• Tasks:
a) List the cerebrospinal fluid biomarkers named in the BAN2401 report.
b) Reproduce the BAN2401 report word for word, from "Because of safety" to "would have occurred.".

[[ Document extract, beginning ]]

In multiple presentations at the Alzheimer’s Association International Conference in Los Angeles, July 14-18, 2019, data suggest continued promise of BAN2401 (Eisai, Woodcliff Lake, NJ) for treatment of Alzheimer’s disease.
Because of safety concerns for APOE4 carriers, the phase 2 clinical study of BAN2401 (NCT01767311) had a nontraditional Bayesian study design that left some questions regarding the results of the trial. Analysis was conducted that showed when the data was converted into the more familiar frequency-based statistical analysis, statistical significance of the treatment effect remained. In addition, results estimated for what would have occurred if proportional groups of people who were APOE4 carriers or noncarriers had been studied suggest a larger treatment effect would have occurred.
A pharmacokinetic study showed that BAN2401 binds amyloid β (Aβ) protofibrils 30 times more strongly than other antibodies to Aβ protofibrils in vitro, suggesting that the primary target of BAN2401 is novel, and thus has continued promise despite the failure of several other amyloid-targeting investigative agents that have failed in clinical trials.
Data from a subgroup of participants in the phase 2 study who consented to have cerebrospinal fluid drawn and analyzed at various timepoints was also presented. Individuals who received 10mg/kg once or twice per month (n = 23) had reduced phosphorylated tau (p-tau) levels (-13%), neurogranin (-11%) and slower increase in neurofilament light (NfL) levels (-48%) compared to those who received placebo over the 18-month trial period. Biomarker reductions were greater in people who were ApoE4 carriers vs noncarriers.
The new data also shows a positive correlation between clinical cognition endpoints and reduction of amyloid beta in the brain at 12 months and 18 months of treatment. Increased exposure to BAN2401 measured by serum concentrations correlated with larger reductions of amyloid beta in the brain measured by PET imaging.
Taken together these results support continued research into BAN2401 as a potential disease-modifying treatment for AD as well as the role of Aβ protofibrils in the disease process.

[[ Document extract, end ]]
[[ Provided material, beginning ]]

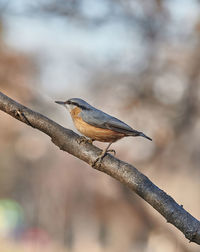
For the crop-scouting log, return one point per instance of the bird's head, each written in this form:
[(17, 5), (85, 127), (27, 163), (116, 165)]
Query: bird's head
[(73, 103)]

[[ Provided material, end ]]

• List of solutions:
a)
- Phosphorylated tau (p-tau)
- Neurogranin
- Neurofilament light (NfL)

b)
Because of safety concerns for APOE4 carriers, the phase 2 clinical study of BAN2401 (NCT01767311) had a nontraditional Bayesian study design that left some questions regarding the results of the trial. Analysis was conducted that showed when the data was converted into the more familiar frequency-based statistical analysis, statistical significance of the treatment effect remained. In addition, results estimated for what would have occurred if proportional groups of people who were APOE4 carriers or noncarriers had been studied suggest a larger treatment effect would have occurred.